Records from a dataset
╔══
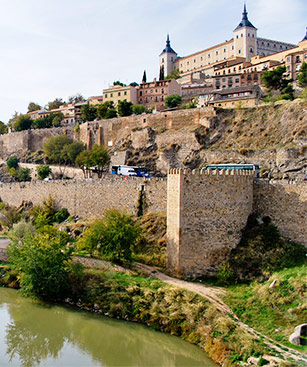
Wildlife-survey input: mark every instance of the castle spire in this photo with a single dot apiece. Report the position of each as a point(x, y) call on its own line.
point(305, 38)
point(245, 21)
point(168, 47)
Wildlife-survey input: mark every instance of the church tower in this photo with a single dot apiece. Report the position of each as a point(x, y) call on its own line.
point(167, 59)
point(245, 38)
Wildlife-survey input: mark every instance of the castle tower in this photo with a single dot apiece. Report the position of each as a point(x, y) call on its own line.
point(167, 59)
point(245, 38)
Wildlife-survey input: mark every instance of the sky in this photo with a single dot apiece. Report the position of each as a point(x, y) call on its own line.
point(56, 48)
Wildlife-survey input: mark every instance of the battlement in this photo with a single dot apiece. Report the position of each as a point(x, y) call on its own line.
point(210, 172)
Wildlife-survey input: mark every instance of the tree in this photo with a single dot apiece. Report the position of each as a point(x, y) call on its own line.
point(53, 148)
point(99, 157)
point(73, 150)
point(173, 101)
point(174, 74)
point(275, 80)
point(76, 98)
point(106, 110)
point(32, 106)
point(24, 174)
point(117, 82)
point(88, 112)
point(23, 122)
point(113, 236)
point(12, 162)
point(3, 128)
point(44, 260)
point(161, 76)
point(43, 171)
point(138, 109)
point(55, 104)
point(302, 75)
point(124, 108)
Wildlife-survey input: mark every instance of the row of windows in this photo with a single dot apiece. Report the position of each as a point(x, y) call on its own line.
point(118, 93)
point(156, 99)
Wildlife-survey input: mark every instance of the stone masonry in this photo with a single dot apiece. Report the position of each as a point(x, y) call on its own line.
point(206, 213)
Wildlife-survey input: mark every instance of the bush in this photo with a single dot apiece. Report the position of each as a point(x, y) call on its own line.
point(113, 236)
point(12, 162)
point(21, 230)
point(43, 171)
point(45, 262)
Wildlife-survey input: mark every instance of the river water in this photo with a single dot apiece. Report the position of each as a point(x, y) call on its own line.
point(35, 334)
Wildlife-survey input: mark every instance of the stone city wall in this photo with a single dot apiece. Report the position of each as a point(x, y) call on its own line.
point(205, 216)
point(286, 205)
point(109, 132)
point(89, 198)
point(29, 140)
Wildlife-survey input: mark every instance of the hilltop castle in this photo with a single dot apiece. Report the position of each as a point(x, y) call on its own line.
point(243, 47)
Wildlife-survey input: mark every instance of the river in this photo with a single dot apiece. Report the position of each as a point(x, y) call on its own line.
point(35, 334)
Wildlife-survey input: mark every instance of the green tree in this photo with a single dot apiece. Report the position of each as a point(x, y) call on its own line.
point(54, 148)
point(43, 171)
point(76, 98)
point(302, 75)
point(32, 106)
point(138, 109)
point(174, 74)
point(44, 260)
point(114, 236)
point(276, 80)
point(124, 108)
point(24, 174)
point(12, 162)
point(55, 104)
point(73, 150)
point(117, 82)
point(99, 157)
point(23, 122)
point(106, 110)
point(3, 128)
point(88, 112)
point(173, 101)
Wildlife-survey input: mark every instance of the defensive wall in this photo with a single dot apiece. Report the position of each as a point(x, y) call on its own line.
point(90, 198)
point(29, 140)
point(109, 132)
point(206, 213)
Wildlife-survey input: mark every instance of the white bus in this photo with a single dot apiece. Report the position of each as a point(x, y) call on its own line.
point(235, 167)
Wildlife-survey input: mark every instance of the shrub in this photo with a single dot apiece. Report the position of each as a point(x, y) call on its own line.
point(12, 162)
point(113, 236)
point(43, 171)
point(45, 263)
point(21, 229)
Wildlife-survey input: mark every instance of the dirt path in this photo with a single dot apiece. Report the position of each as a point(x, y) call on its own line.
point(213, 294)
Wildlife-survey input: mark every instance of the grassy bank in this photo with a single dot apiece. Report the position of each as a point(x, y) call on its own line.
point(274, 311)
point(161, 307)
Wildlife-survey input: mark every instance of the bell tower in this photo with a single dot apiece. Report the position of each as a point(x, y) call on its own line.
point(167, 59)
point(245, 38)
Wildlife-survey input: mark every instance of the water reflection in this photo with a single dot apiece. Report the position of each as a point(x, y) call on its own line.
point(40, 335)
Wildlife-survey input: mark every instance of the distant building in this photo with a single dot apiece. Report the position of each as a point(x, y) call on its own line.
point(95, 100)
point(118, 93)
point(153, 94)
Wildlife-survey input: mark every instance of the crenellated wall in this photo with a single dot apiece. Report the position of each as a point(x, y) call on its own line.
point(90, 198)
point(206, 213)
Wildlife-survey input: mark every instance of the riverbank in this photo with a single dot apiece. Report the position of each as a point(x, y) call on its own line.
point(162, 307)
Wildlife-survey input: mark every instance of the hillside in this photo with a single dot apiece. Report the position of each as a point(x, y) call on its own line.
point(275, 136)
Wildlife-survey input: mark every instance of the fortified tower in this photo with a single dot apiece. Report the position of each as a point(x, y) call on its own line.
point(245, 38)
point(167, 59)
╚══
§ Brief
Exact copies of the lines from the one holding "Wildlife-survey input: mark every instance of the crenellated" to the end of the entries are all that should be written.

§ Exercise answer
Wildlife-survey input: mark every instance of the crenellated wall in this photo with a single dot apiece. Report the position of each as a point(x, y) call on its own line.
point(90, 198)
point(206, 213)
Wildlife-survey input: mark every instance of the riverbank in this photo with a single dot apiece. Report the position of each as a point(x, y) call on its own line.
point(162, 307)
Wildlife-survey input: mark every instance of the hillside in this photo with a single dot apiece. Report the position of each as a point(x, y) call on its own line.
point(275, 136)
Wildlife-survey input: mark every instance of the fortified tower in this photo with a single dot apiece. Report the position of each as a point(x, y) call on its own line.
point(245, 38)
point(167, 59)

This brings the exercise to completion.